___ Extrait de page ___

Notre réflexion sur les enjeux de l’après-crise

30 avril 2020, par Francis Gagné

Avec plus de la moitié de l’humanité toujours en confinement, l’ampleur du ralentissement économique actuel est sans précédent… Selon nous, s’il n’en avait été de l’intervention rapide et massive de nos gouvernements, les conséquences de la crise actuelle se rapprocheraient de celle de la grande dépression de 1929.

 

Dans ce contexte, peut-on en vouloir à nos instances gouvernementales de dépenser sans compter pour éviter le pire ?

 

Cet ouvrage tend à démontrer que les règles du jeu changent et s’interroge sur les conséquences et répercussions de cet afflux d’argent sur l’après-crise.

L’une des leçons que nous pouvons déjà tirer de cet influx monétaire massif est qu'il n'y a plus de limites à l'action des banques centrales. Autrement dit, il n’y a plus de limites à se montrer créatif pour sortir l’économie du trouble. Comme lors d’un de nos derniers courriels, nous avons joint un texte supplémentaire en p. j. pour approfondir les sujets de « créativité et d’expansion du bilan d’une banque centrale ».

 

Il est important de faire la distinction entre les pouvoirs et les responsabilités d’une banque centrale versus ceux d’un gouvernement élu.

 

Si une banque centrale a (normalement) certains pouvoirs et responsabilités, dont celui « d’imprimer de la monnaie » en quantité raisonnable en plus d’un pouvoir discrétionnaire sur les taux d’intérêt dans le but favoriser la stabilité à long terme du marché financier d’un pays, il en est tout autre pour les gouvernements. En effet, un gouvernement n’a pas (normalement) les mêmes pouvoirs et donc ne peut pas (normalement) faire ce que la banque centrale a la responsabilité de faire.

 

Il en est ainsi (normalement) pour éviter que les envies à court terme d’un gouvernement élu ne viennent déstabiliser la santé financière d’un pays à long terme. Gardons à l’esprit qu’un gouvernement ne peut pas directement imprimer de l’argent pour couvrir ses dépenses. Il se doit de l’emprunter et qui dit emprunt, dit taux d’intérêt et date d’échéance.

 

Pour ceux qui ne l’auraient pas remarqué, le président des États-Unis, M. Trump, ne fait pas les choses comme ses prédécesseurs! 😉 Blague à part, à mainte reprise ce dernier a fortement incité (voir dicté) à la FED (banque centrale américaine) d’abaisser les taux d’intérêts américains, et ce, dans le but de permettre à son gouvernement de se financer à meilleur coût et donc de lui permettre d’emprunter potentiellement encore plus.  

 

Dans cette introduction, nous ne remettons pas en question la capacité des banques centrales à maintenir les taux d’intérêt près de 0% ; nous le tenons pour acquis!

___ Lignes de données ___

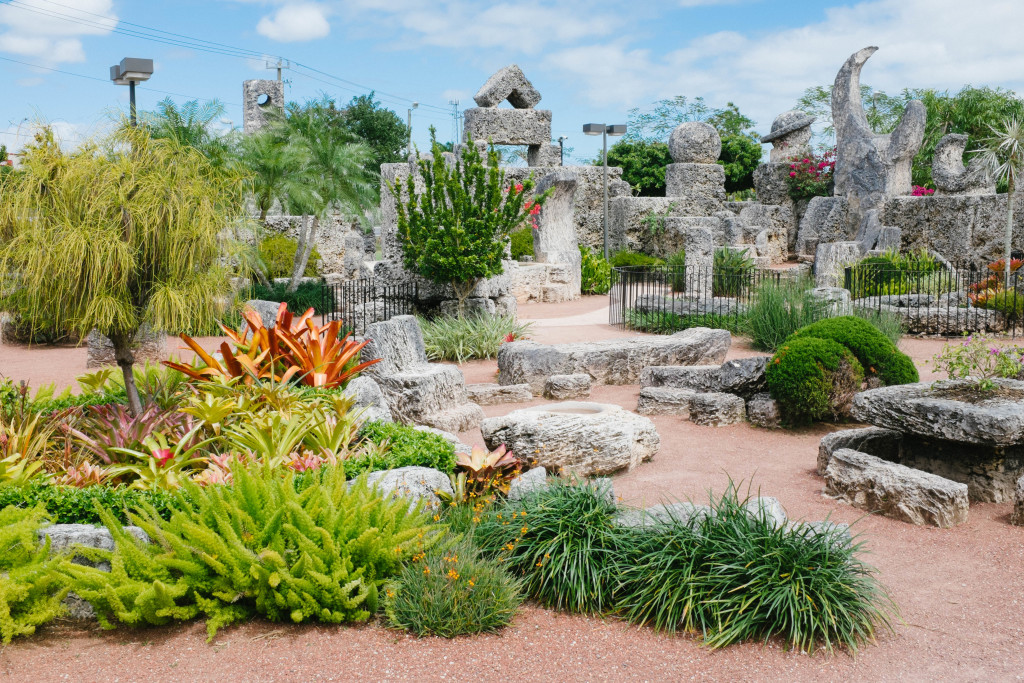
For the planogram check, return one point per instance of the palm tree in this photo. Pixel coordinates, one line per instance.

___

_Consigne A_. Recopiez le passage du texte sur l'après-crise qui va de « Avec plus de » à « d’argent sur l’après-crise. ».
_Consigne B_. Rédigez la suite du texte sur les enjeux de l'après-crise en partant de sa dernière phrase.

_Réponse attendue A_.
Avec plus de la moitié de l’humanité toujours en confinement, l’ampleur du ralentissement économique actuel est sans précédent… Selon nous, s’il n’en avait été de l’intervention rapide et massive de nos gouvernements, les conséquences de la crise actuelle se rapprocheraient de celle de la grande dépression de 1929.

 

Dans ce contexte, peut-on en vouloir à nos instances gouvernementales de dépenser sans compter pour éviter le pire ?

 

Cet ouvrage tend à démontrer que les règles du jeu changent et s’interroge sur les conséquences et répercussions de cet afflux d’argent sur l’après-crise.

_Réponse attendue B_.
Vous noterez qu’à maintes reprises nous avons utilisé le mot (normalement) entre parenthèses pour signifier que la « normalité » a radicalement changé depuis peu. Dans les faits et de façons officieuses, cette normalité a changé le jour de l’élection de M. Trump, selon nous. Son style de gestion frôlant l’intimidation; prêt à éjecter tout administrateur public qui ne répond pas à ses critères a fini par mettre au pas des instances sensées être objectives et sans partisaneries politiques comme la FED.

 

L’arrivée de crise sanitaire actuelle pousse encore plus les banques centrales à se dénouer les mains. Dans un discours de Monsieur Jerome Powell, président de la FED, le 9 avril dernier, ce dernier a déclaré que :

   « Le rôle de la banque centrale dépasse désormais le seul maintien de la liquidité et du bon fonctionnement des marchés, et qu'il consiste aussi à assurer aux États-Unis qu'il dispose des moyens économiques et financiers de faire face à l'urgence sanitaire. »

[…]

   « Nous continuerons à utiliser ces capacités avec force, de manière proactive et agressive, jusqu'à ce que nous ayons la conviction d'être solidement engagés sur la voie de la reprise », a-t-il ajouté.

Dans ce contexte, il nous faut reconnaître que les règles ont radicalement changé et que nous vivrons dorénavant dans un modèle économique où les gouvernements, avec l’aide de leur banque centrale, vont user plus que jamais de tous leurs outils pour maintenir artificiellement les taux d’intérêt très bas et ainsi s’assurer d’offrir un accès illimité, au crédit du gouvernement en place. Il n’est pas exclu non plus que de nouveaux outils, encore jamais vus, soient créés pour assouvir ce désir.

 

À ce stade, nous pensons pouvoir prédire qu’il y aura certainement un avant et une après-crise.

 

Dans la mesure où les banques centrales, sous prétexte de crise sanitaire, de ralentissement économique ou d’urgence environnementale, s’octroient une latitude quasi infinie pour créer de la monnaie pour s’assurer d’atteindre leurs objectifs, il devient probable que le risque le plus grand pour l’investisseur ne soit plus la faillite du système, mais plutôt l’inflation!

 

Pour comprendre notre raisonnement, il faut se placer dans la peau d’un investisseur qui réalise et accepte le principe suivant : les gouvernements auront un accès quasi infini à des emprunts très peu coûteux, de par le fait que les taux d’intérêt sont désormais proches de 0% et surtout que leur banque centrale acceptera de créer de la nouvelle monnaie pour lui acheter cette dette.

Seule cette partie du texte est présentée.